AIM | Copy every line of the material from the line holding "as [650, 50]." through the line holding "Target: green pine foliage", inclusive, requests included. Scale each coordinate in the answers by 0.2, round to whole numbers with halves going up, and leave the numbers in the requests and their sample formats as they are.

RECORD EXCERPTS |

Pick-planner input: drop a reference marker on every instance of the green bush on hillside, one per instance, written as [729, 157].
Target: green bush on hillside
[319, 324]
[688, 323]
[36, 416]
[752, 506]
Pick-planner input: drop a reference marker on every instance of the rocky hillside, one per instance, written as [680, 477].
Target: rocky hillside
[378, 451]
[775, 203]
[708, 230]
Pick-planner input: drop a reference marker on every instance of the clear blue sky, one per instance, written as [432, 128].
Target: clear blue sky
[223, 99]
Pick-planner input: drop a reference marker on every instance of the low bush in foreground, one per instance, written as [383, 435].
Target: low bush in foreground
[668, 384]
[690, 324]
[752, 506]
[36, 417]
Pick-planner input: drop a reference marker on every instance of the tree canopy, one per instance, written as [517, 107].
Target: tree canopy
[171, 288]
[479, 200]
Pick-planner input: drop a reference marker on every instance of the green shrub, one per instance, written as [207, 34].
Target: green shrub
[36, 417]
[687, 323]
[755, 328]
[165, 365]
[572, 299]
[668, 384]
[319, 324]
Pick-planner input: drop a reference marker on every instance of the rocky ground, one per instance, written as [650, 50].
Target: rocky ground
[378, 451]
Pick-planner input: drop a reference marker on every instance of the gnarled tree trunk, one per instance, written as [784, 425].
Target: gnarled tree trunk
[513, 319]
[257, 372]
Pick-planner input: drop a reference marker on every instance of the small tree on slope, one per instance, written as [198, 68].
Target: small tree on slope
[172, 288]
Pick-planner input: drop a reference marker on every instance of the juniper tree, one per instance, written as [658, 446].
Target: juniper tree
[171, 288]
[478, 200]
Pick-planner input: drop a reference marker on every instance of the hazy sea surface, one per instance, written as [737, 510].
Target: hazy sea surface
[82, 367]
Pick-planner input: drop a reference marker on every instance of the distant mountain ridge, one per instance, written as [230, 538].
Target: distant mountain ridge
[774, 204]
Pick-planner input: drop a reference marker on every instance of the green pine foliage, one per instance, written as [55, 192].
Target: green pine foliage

...

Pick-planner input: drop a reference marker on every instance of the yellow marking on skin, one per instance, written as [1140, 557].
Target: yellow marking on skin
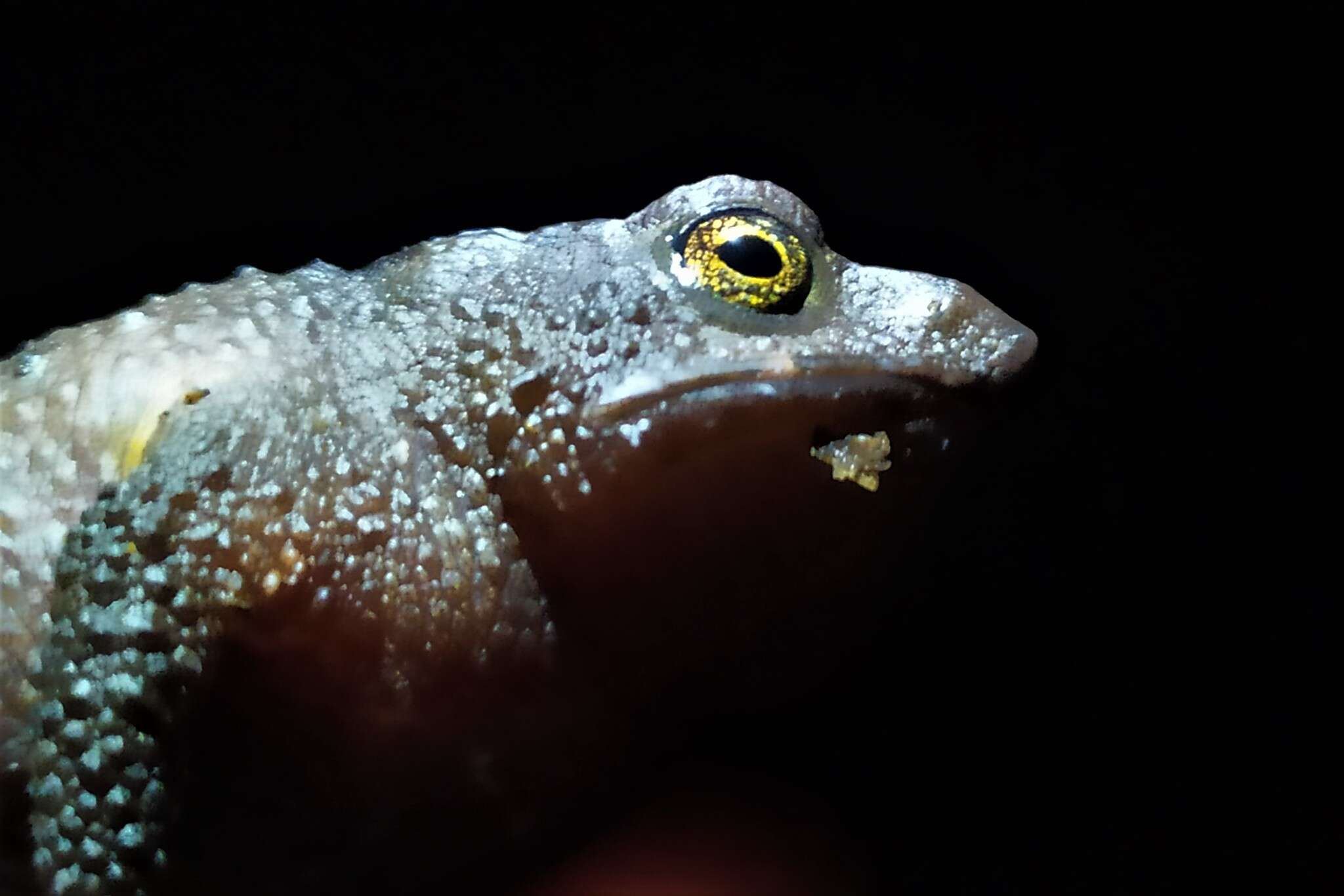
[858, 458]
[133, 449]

EXERCISE ANSWER |
Pick-planner input: drop a reference marker on every instance of the rocky ground, one per instance, written as [650, 50].
Target: rocky ground
[76, 90]
Pick-planner input: drop a reference marker on every instance of the gnarled tree trunk, one per instance, written as [784, 425].
Target: gnarled tree trunk
[103, 64]
[51, 74]
Pick-planner input: drop a reference marker on every instance of the small tree on slope, one per instance, written as [198, 68].
Target: small tree on slope
[34, 58]
Pick-planner input: drop a reference marker on every instance of the juniper tree, one per instance, written as [658, 446].
Target: juniper tree
[34, 58]
[96, 40]
Pick-planner input: drop a reference marker on every instance of the hazy sea surface, one per instance, written as [737, 510].
Target: hazy sea surface
[16, 73]
Pick-planner input: drop a reference marker on every instance of the distant mountain ridge, one per instance, written as [230, 538].
Target: distant mountain ridge
[155, 41]
Pick-planner input: drop a reference marker on every instance of the green pine foliage, one per instance, written as [55, 192].
Target: green pine foliage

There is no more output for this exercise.